Exercise requirements ▸
(1) Return the stretch of the RISKS Forum text from "Apparently this information" through "to mind (1)", word for word.
(2) In the RISKS Forum text, how long did the October 1980 Arpanet collapse last?

━━ Source passage ━━

The RISKS Forum is moderated.  Contributions should be relevant, sound, in good
taste, objective, coherent, concise, and nonrepetitious.  Diversity is welcome.
CONTRIBUTIONS to RISKS@CSL.SRI.COM, with relevant, substantive "Subject:" line
(otherwise they may be ignored).  REQUESTS to RISKS-Request@CSL.SRI.COM.
TO FTP VOL i ISSUE j:  ftp CRVAX.sri.com<CR>login anonymous<CR>AnyNonNullPW<CR>
  cd sys$user2:[risks]<CR>get risks-i.j .  Vol summaries now in risks-i.0 (j=0)

----------------------------------------------------------------------

Date: Fri, 19 Jan 1990 15:14:08 PST
From: "Peter G. Neumann" <neumann@csl.sri.com>
Subject: Shortage of RISKS but no shortage of risks

Well, it was a very strange week for me to be off-line, not to be able to
report timely commentaries on the AT&T long-distance breakdown, several
glitches aboard the shuttle Columbia, the Internet Worm trial of Robert T.
Morris, and the San Jose CA indictment of three young computer people.  On the
other hand, most everything was well covered in the media, which had a
field-week (= 5 field-days?).

The exact cause of the 15 Jan 90 AT&T slowdown is apparently still not known,
although the result involved the propagation of bogus status information
describing the partial outage of one network node, due to a software flaw.
Apparently this information propagated to other nodes, and was amplified in
turn by each of them (because of the same program flaw?), creating the
`illusion' of a major outage.  It should be noted that AT&T's service record up
until that time had been exceptionally good, reflecting a fundamental concern
for very high system availability.  This outage immediately brought to mind (1)
the article by Eric Rosen (Vulnerabilities of Network Control Protocols, ACM
Software Engineering Notes, vol 6, no 1, January 1981) on the October 1980
four-hour collapse of the Arpanet, as a result of accidentally propagated bogus
status messages that could not be garbage collected, and (2) the possibility of
intentional insertion of a malicious effect.  The latter possibility has been
discounted by AT&T, but I observe somewhat tangentially that if an effect
(e.g., a fault mode or vulnerability) can be triggered accidentally, in many
cases it could alternatively have been caused intentionally.  This was indeed
the case in the Arpanet collapse, which was completely accidental.

━━━
━━ Material ━━

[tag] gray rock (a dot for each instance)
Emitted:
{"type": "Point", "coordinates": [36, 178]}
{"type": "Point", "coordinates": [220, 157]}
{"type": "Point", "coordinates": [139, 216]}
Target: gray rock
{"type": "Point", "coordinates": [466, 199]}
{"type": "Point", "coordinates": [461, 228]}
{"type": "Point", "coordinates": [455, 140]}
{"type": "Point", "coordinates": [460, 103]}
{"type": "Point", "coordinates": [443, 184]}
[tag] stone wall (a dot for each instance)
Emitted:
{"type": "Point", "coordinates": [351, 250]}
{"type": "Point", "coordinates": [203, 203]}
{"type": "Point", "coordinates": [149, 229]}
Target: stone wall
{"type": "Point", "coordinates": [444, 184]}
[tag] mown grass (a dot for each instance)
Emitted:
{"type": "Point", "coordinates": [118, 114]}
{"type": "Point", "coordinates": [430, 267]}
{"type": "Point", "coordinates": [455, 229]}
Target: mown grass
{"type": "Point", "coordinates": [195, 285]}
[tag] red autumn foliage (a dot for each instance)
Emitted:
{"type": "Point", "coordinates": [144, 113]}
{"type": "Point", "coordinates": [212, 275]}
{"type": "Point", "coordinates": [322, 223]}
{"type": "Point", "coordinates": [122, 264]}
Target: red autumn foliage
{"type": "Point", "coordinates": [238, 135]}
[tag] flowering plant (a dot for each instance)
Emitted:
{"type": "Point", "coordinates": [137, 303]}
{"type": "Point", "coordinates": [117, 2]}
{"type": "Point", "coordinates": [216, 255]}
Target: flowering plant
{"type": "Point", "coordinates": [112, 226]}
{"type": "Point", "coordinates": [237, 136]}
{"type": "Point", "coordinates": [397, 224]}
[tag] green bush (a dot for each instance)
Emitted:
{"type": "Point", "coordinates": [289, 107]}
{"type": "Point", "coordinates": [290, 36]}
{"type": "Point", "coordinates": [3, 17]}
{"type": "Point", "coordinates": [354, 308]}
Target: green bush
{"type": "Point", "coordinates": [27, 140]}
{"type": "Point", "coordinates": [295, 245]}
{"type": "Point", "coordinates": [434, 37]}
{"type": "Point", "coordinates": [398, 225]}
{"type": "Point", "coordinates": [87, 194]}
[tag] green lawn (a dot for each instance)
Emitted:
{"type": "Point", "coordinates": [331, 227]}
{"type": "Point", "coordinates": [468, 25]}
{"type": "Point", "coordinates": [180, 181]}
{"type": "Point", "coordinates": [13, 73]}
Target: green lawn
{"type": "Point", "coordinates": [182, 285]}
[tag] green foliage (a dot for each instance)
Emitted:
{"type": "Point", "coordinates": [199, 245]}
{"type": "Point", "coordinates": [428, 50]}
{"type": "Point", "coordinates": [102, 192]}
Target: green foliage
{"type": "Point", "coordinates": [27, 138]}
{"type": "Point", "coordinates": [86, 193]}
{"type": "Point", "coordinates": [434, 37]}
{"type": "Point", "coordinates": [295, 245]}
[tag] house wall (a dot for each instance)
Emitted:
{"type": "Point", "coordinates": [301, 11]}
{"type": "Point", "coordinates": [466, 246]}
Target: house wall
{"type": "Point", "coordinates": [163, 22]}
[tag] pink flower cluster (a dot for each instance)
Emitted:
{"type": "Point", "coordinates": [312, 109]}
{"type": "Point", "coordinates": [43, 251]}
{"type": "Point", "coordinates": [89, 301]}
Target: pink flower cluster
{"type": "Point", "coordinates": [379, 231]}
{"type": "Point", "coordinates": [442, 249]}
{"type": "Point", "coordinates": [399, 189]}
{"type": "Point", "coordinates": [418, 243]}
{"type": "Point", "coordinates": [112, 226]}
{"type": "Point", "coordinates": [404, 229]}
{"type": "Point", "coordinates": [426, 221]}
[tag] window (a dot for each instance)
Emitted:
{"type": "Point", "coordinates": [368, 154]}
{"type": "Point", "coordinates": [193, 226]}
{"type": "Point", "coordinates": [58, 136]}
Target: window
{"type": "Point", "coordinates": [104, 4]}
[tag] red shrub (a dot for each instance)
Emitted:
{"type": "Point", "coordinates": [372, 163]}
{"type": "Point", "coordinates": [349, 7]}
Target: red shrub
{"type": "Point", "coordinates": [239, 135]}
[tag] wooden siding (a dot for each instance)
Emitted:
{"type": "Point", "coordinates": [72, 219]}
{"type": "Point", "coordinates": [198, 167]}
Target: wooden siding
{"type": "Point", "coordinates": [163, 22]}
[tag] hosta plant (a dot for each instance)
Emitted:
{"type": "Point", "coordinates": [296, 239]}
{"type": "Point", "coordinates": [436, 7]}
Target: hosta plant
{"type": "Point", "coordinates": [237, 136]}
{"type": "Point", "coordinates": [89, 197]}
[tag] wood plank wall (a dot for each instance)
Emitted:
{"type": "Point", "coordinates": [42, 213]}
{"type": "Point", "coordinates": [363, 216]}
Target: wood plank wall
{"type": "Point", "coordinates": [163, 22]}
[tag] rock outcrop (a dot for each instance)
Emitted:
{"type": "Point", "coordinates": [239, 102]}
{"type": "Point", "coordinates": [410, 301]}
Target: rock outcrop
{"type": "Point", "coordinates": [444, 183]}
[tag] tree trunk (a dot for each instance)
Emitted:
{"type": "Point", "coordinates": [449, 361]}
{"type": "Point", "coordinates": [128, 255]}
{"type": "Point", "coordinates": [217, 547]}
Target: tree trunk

━━━

Completed exercise ▸
(1)
Apparently this information propagated to other nodes, and was amplified in
turn by each of them (because of the same program flaw?), creating the
`illusion' of a major outage.  It should be noted that AT&T's service record up
until that time had been exceptionally good, reflecting a fundamental concern
for very high system availability.  This outage immediately brought to mind (1)

(2) Four hours.